======== AVAILABLE DATA ========

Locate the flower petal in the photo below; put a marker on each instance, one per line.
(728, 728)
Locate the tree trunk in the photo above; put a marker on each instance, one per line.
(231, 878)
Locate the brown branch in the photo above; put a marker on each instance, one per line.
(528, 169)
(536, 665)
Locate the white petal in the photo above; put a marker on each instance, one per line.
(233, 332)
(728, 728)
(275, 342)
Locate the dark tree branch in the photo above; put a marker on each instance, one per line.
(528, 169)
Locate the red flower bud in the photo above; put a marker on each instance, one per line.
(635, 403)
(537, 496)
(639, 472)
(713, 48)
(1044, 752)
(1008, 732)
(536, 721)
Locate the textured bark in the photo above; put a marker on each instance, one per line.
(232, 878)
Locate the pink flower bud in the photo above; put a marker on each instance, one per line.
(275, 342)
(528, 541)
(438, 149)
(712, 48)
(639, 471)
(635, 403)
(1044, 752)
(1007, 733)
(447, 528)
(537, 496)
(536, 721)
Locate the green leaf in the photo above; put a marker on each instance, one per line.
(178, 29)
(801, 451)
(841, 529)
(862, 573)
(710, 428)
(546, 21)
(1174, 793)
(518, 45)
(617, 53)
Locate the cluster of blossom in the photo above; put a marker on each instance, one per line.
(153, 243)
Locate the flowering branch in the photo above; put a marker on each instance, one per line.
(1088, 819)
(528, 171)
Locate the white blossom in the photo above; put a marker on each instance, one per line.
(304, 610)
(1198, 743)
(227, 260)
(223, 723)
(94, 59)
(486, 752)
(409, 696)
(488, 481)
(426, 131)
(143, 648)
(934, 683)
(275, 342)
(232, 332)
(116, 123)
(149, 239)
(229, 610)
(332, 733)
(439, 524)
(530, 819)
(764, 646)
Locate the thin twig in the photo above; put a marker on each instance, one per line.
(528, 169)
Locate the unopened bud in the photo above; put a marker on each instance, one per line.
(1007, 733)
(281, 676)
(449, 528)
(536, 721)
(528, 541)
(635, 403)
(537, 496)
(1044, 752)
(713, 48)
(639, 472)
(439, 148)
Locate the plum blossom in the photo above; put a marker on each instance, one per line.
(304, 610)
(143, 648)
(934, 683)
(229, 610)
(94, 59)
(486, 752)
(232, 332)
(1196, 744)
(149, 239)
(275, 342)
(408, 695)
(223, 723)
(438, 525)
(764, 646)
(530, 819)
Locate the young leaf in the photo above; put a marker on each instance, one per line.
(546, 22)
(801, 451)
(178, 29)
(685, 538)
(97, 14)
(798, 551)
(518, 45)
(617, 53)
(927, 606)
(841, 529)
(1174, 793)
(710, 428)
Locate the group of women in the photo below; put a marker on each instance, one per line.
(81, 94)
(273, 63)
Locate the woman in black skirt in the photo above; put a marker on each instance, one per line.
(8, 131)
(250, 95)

========

EXERCISE DETAILS:
Return every line of the records above without alteration, keeping the original order.

FULL OUTPUT:
Locate the flower petal in the photo below; put a marker on each instance, one per line.
(728, 728)
Locate the tree trunk in the photo above; put a marker on each instance, one per line.
(231, 878)
Locate the brown branch in the photo above; put a marker on each instance, one per line.
(528, 169)
(536, 665)
Locate the white petal in the photo above; put a marker on each instance, one per line.
(233, 332)
(728, 728)
(275, 342)
Locate the dark tree branch in the photo above; put a marker on each instance, one per line.
(528, 169)
Locate the red flower bud in the photo above; put a marker on each instance, one per line.
(635, 403)
(537, 496)
(639, 472)
(713, 48)
(1044, 752)
(1008, 732)
(536, 721)
Locate the textured bark in the photo above; put a marker on each instance, one per line.
(232, 878)
Locate the pink flower bud in the photo above; put a marker on each instance, one per line.
(275, 342)
(528, 541)
(438, 149)
(712, 48)
(639, 471)
(635, 403)
(1044, 752)
(1007, 733)
(447, 528)
(537, 496)
(536, 721)
Locate the green leaf in the photo above; put a marker on each instance, one per line.
(178, 29)
(801, 451)
(841, 529)
(862, 573)
(710, 428)
(546, 21)
(1174, 793)
(518, 45)
(617, 53)
Locate the cluster of blossom in the photo above; put a marker on each instance, one per line.
(153, 243)
Locate the flowering branch in the photo above; put a marker on each instance, one per line.
(1088, 819)
(528, 171)
Locate the white blossom in the photo above; put a marker on each instance, one per line.
(304, 610)
(1198, 743)
(227, 260)
(223, 723)
(94, 59)
(486, 752)
(409, 696)
(488, 481)
(426, 131)
(143, 648)
(934, 683)
(275, 342)
(232, 332)
(116, 123)
(149, 239)
(229, 610)
(332, 733)
(439, 524)
(530, 819)
(764, 646)
Locate the thin twig in the photo above; put a marker on each instance, one per line.
(528, 169)
Locate the unopened bud in the photo above; put a marker on each instance, one per line.
(1007, 733)
(281, 676)
(449, 528)
(536, 721)
(528, 541)
(635, 403)
(537, 496)
(1044, 752)
(713, 48)
(639, 472)
(439, 148)
Locate the plum blossom in the photo above; put a marker on each instance, one per line.
(304, 610)
(143, 648)
(934, 683)
(229, 610)
(94, 59)
(486, 752)
(232, 332)
(1196, 744)
(149, 239)
(275, 342)
(408, 695)
(223, 723)
(438, 525)
(764, 646)
(530, 819)
Locate the young leaf in the photo above; put a marker on each instance, one per line.
(546, 22)
(801, 451)
(178, 29)
(685, 538)
(97, 14)
(798, 551)
(518, 45)
(617, 53)
(927, 606)
(841, 529)
(1174, 793)
(710, 428)
Locate the group of women in the photo below; put a marker on each instance, one per line.
(81, 94)
(273, 63)
Locate the woman in black skirt in the photo above; put a marker on each instance, one per line.
(8, 131)
(250, 95)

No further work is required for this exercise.